Task instructions >> Reproduce every one of the rows below verbatim, with no character changed.

Items stored from a collection >>
--- start ---

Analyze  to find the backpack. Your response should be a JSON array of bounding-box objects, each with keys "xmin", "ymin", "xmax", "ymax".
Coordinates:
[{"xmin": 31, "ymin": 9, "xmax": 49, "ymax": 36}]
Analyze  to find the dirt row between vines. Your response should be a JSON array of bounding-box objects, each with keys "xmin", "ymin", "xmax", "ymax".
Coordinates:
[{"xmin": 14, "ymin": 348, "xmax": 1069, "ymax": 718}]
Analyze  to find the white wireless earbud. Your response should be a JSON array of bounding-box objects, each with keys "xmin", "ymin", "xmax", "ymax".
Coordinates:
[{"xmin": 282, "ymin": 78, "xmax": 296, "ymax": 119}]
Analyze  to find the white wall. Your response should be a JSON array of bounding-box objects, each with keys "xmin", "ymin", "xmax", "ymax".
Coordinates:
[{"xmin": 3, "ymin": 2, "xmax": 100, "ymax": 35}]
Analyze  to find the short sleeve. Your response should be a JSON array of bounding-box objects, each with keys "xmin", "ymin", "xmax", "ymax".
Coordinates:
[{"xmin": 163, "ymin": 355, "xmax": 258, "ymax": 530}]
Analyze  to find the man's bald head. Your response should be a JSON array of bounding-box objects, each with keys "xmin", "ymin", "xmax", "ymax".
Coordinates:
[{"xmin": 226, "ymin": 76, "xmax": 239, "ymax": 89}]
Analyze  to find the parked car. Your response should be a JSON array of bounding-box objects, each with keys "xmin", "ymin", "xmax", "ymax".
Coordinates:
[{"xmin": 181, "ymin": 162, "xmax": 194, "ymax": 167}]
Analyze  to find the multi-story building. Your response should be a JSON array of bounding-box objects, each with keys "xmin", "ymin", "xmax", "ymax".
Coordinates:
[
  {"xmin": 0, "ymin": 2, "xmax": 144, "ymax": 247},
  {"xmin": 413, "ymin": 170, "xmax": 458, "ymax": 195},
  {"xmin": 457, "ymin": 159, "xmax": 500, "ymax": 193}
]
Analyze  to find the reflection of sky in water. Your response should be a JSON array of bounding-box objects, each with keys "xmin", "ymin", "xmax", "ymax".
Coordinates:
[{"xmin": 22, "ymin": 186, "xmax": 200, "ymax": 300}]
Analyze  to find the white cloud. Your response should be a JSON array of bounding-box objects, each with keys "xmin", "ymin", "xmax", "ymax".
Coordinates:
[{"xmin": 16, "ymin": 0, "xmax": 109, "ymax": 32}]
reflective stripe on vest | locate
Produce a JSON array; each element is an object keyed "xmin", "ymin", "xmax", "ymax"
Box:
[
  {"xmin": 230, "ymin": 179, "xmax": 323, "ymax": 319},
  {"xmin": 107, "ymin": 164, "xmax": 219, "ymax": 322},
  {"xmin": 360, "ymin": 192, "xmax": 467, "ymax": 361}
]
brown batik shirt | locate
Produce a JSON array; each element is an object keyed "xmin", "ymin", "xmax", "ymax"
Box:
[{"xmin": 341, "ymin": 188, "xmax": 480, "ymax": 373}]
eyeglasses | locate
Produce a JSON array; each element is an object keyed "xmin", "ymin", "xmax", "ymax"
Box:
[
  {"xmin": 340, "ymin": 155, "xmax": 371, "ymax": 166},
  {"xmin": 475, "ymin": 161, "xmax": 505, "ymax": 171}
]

--- end ---

Problem solution >>
Analyze  to find the backpack. Your response should be a JSON array of bounding-box objects, each with keys "xmin", "ymin", "xmax", "ymax".
Coordinates:
[{"xmin": 31, "ymin": 9, "xmax": 49, "ymax": 36}]
Analyze  to find the dirt row between vines. Your response should be a JSON array of bounding-box objects, each with keys "xmin", "ymin", "xmax", "ymax".
Coordinates:
[{"xmin": 14, "ymin": 348, "xmax": 1069, "ymax": 718}]
Analyze  to find the white wireless earbud. Your response should be a JSON array of bounding-box objects, each with keys "xmin", "ymin", "xmax", "ymax".
Coordinates:
[{"xmin": 282, "ymin": 78, "xmax": 296, "ymax": 119}]
Analyze  to find the white wall. Your response should be a JSON array of bounding-box objects, each with keys "xmin", "ymin", "xmax", "ymax".
Coordinates:
[{"xmin": 3, "ymin": 2, "xmax": 100, "ymax": 35}]
Analyze  to find the short sleeve. Your response should be a JSON array of bounding-box objects, each with keys "xmin", "ymin", "xmax", "ymax".
Coordinates:
[{"xmin": 163, "ymin": 355, "xmax": 258, "ymax": 530}]
Analyze  to find the man's bald head. Your response should be a JSON array of bounding-box objects, each with keys "xmin", "ymin", "xmax", "ymax".
Coordinates:
[{"xmin": 226, "ymin": 76, "xmax": 239, "ymax": 89}]
Analyze  to find the parked car. Your response should be a JSON array of bounding-box objects, each with keys "xmin", "ymin", "xmax", "ymax".
Coordinates:
[{"xmin": 181, "ymin": 162, "xmax": 194, "ymax": 167}]
Analyze  to find the multi-story building. Your response should be a JSON array of bounding-box objects, each with keys "xmin", "ymin", "xmax", "ymax".
Coordinates:
[
  {"xmin": 0, "ymin": 2, "xmax": 144, "ymax": 247},
  {"xmin": 413, "ymin": 170, "xmax": 458, "ymax": 195},
  {"xmin": 457, "ymin": 159, "xmax": 500, "ymax": 193}
]
Analyze  to find the reflection of sky in water. Your response should be a JSON array of bounding-box objects, each with keys "xmin", "ymin", "xmax", "ymax".
Coordinates:
[{"xmin": 22, "ymin": 186, "xmax": 200, "ymax": 300}]
Analyze  to find the white cloud. Your response should be a JSON array of bounding-box objects, each with keys "xmin", "ymin", "xmax", "ymax".
Coordinates:
[{"xmin": 16, "ymin": 0, "xmax": 109, "ymax": 32}]
reflective stripe on vest | locate
Produce a JSON array; each element is an object keyed "xmin", "ymin", "xmax", "ymax"
Box:
[
  {"xmin": 230, "ymin": 179, "xmax": 323, "ymax": 319},
  {"xmin": 107, "ymin": 164, "xmax": 219, "ymax": 322},
  {"xmin": 360, "ymin": 192, "xmax": 467, "ymax": 361}
]
brown batik shirt | locate
Produce a JSON array; each element is an object keyed "xmin", "ymin", "xmax", "ymax"
Box:
[{"xmin": 341, "ymin": 188, "xmax": 480, "ymax": 373}]
eyeglasses | locate
Produce a JSON array; each element is an object keyed "xmin", "ymin", "xmax", "ymax"
Box:
[
  {"xmin": 340, "ymin": 155, "xmax": 371, "ymax": 166},
  {"xmin": 475, "ymin": 161, "xmax": 505, "ymax": 171}
]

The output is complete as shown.